# Problem details:
Each record that follows is to be transcribed exactly, excluding its images.

(Referring expression data)
***
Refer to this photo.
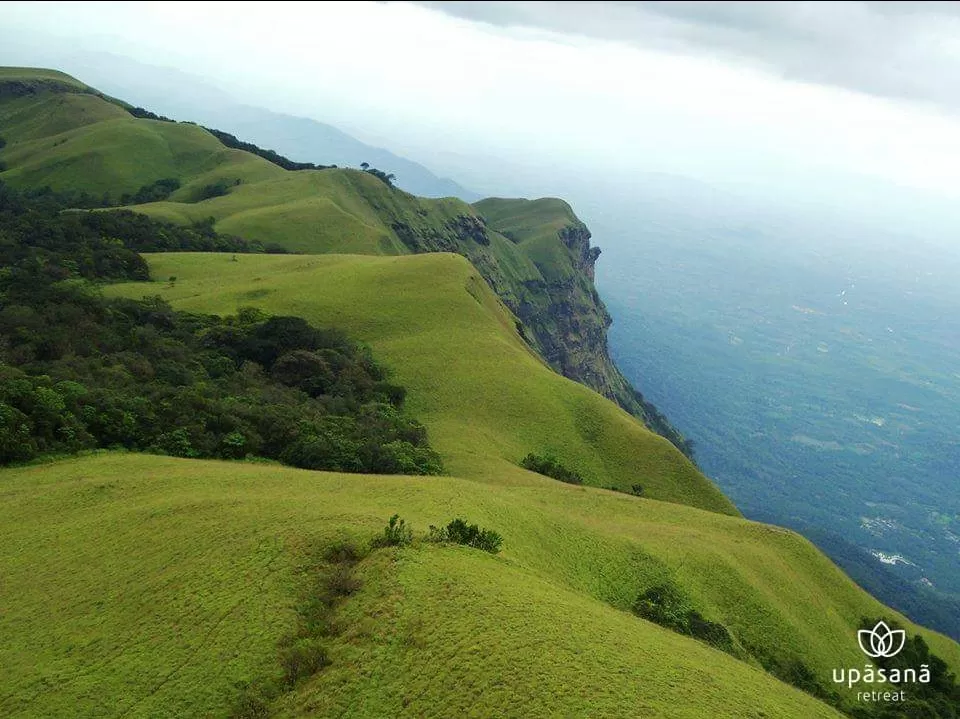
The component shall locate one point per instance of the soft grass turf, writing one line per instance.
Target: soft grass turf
(486, 399)
(151, 586)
***
# Solution:
Refer to this photo.
The component shall locate one point per instance of the soft grass turf, writing one line per instance.
Target: soft grass turf
(486, 399)
(151, 586)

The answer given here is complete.